● REQUIRED ACTION
Restate all of the entries exactly, dropping any pictures they hold.
[DATA TO PROCESS]
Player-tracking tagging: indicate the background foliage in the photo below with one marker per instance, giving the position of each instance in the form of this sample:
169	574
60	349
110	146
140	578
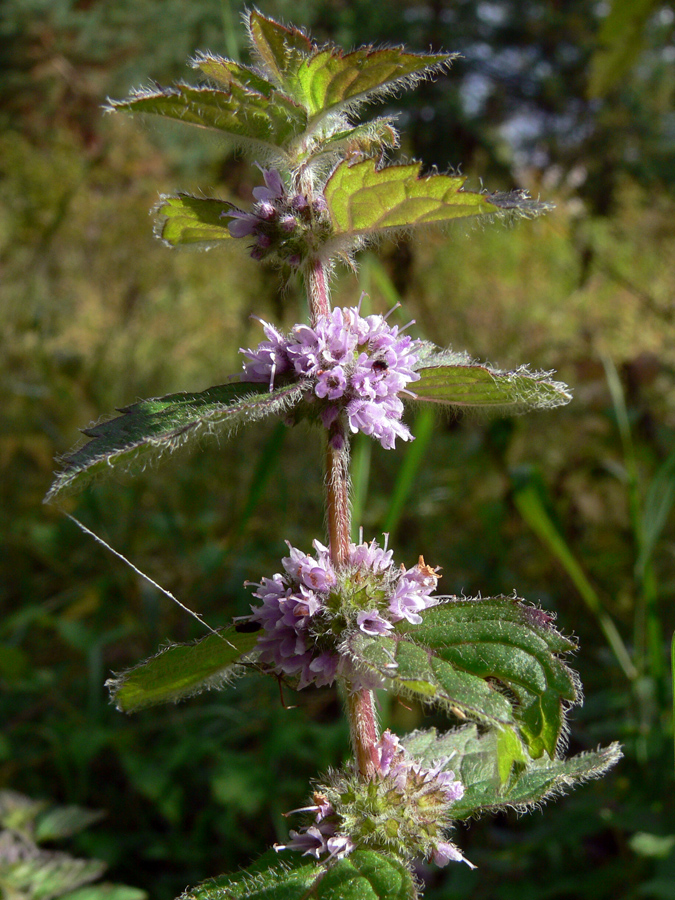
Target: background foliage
571	507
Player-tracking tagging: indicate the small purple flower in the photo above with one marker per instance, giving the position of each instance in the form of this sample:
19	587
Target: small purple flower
364	363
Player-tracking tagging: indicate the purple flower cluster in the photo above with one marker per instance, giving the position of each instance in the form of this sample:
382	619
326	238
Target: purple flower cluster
344	820
281	224
304	608
359	364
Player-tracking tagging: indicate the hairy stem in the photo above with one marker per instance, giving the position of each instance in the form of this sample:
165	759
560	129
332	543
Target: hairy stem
359	704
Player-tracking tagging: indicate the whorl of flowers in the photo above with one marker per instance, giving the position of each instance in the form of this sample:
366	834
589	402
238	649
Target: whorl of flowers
405	808
359	364
284	227
308	610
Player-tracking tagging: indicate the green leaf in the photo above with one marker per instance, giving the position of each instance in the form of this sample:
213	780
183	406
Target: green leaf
363	875
106	891
40	874
330	80
496	779
462	648
227	73
516	645
150	428
182	670
251	120
185	219
363	199
412	670
63	821
281	50
453	379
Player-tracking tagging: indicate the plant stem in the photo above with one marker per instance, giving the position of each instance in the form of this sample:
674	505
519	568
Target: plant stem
359	704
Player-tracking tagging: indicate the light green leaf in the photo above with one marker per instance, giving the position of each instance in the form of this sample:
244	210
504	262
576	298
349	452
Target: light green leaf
478	762
182	670
227	73
280	50
106	891
251	120
412	670
363	875
451	379
329	80
185	219
363	199
516	645
150	428
40	874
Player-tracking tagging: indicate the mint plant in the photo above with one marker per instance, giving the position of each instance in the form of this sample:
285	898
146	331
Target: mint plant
349	613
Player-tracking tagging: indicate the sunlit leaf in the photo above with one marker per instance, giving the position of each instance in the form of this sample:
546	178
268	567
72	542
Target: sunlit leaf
181	671
477	761
464	649
450	379
363	875
363	199
280	50
227	72
184	219
330	79
150	428
251	120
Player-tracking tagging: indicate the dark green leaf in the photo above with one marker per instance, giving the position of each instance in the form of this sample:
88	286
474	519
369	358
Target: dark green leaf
106	891
150	428
364	875
496	774
251	120
451	379
63	821
227	72
181	671
516	645
363	199
184	219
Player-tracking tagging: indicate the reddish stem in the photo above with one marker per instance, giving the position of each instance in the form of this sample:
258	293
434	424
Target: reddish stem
360	704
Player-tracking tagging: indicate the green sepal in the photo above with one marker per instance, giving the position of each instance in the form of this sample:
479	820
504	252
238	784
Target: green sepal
453	379
252	121
151	428
363	199
516	645
331	80
498	773
182	670
280	50
184	219
363	875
[/DATA TO PROCESS]
● ANSWER SECTION
Player-tracking tagging: indicate the background foliage in the photo below with one marker per instance, giving the position of each instance in the form of this sample:
169	574
60	349
110	146
140	578
Target: background foliage
571	507
Player-tracking tagging: indicate the small purple flower in the photo above with one marker per instance, giving the position of each instance in the form of this sample:
19	587
Target: small purple flower
364	363
Player-tracking tagging: indicate the purple flower cluster in the photo above with one marker per instance, giving the position of each instance in the form of this sample:
382	619
326	238
Target: purple flower cluster
344	820
281	224
304	608
359	364
Player-tracking tagging: indicate the hairy stem in the photo above with one marker per instance, giving the position of each instance in the form of this sample:
165	759
560	129
332	543
Target: hairy stem
359	704
Player-tracking tagging: indicate the whorl of flowers in the photo above with one marker per instance, giving the position of each instance in the form of this sample:
366	834
589	402
238	649
Target: whorl of flowers
405	808
359	364
284	227
308	610
Player-tracking tagging: indicate the green leaf in the photo above with one marker per instance, giving the position of each instance in the form of this sample:
213	780
183	406
Target: green leaf
363	875
106	891
40	874
330	80
496	779
462	648
227	73
516	645
150	428
182	670
251	120
185	219
363	199
412	670
63	821
281	50
453	379
Player-tracking tagging: indicate the plant stem in the photo above with one marker per instance, giving the position of each instance in the form of this sample:
674	505
519	568
Target: plant stem
359	704
Player-tracking tagging: indicate the light green leaf in the photo above with one marker per instance, giving the position of each instance in the form of this sample:
244	210
504	262
576	298
349	452
Target: light green leaf
478	762
182	670
227	73
280	50
106	891
251	120
412	670
363	875
451	379
329	80
185	219
363	199
516	645
150	428
40	874
Player-tracking tagging: indicate the mint plant in the photo above with one marker per instance, giving the position of each instance in the form of this sample:
285	898
146	331
Target: mint plant
349	613
Player-tracking tagging: indicate the sunlit leaf in the photo above with one marker per instance, giving the position of each instance in the form of this sample:
546	178
268	567
72	542
Target: sunlit leaf
181	671
477	761
464	649
450	379
363	875
363	199
280	50
227	72
184	219
330	79
150	428
251	120
Player-tracking tagging: indicate the dark green leaf in the photo above with one marker per instance, giving the position of each instance in the form of this sample:
88	286
474	519
369	358
Target: dark green leaf
106	891
150	428
364	875
496	774
251	120
451	379
63	821
227	72
181	671
516	645
363	199
184	219
Player-tracking tagging: indicate the reddish stem in the photo above with one marker per instance, giving the position of each instance in the form of this sample:
258	293
434	424
Target: reddish stem
360	704
Player-tracking tagging: indicate the green sepal in the photo above with one marker per instance, giving the position of each instance in the form of this sample:
479	820
504	252
238	784
Target: green sepal
453	379
252	121
151	428
363	199
516	645
331	80
498	773
182	670
280	50
184	219
363	875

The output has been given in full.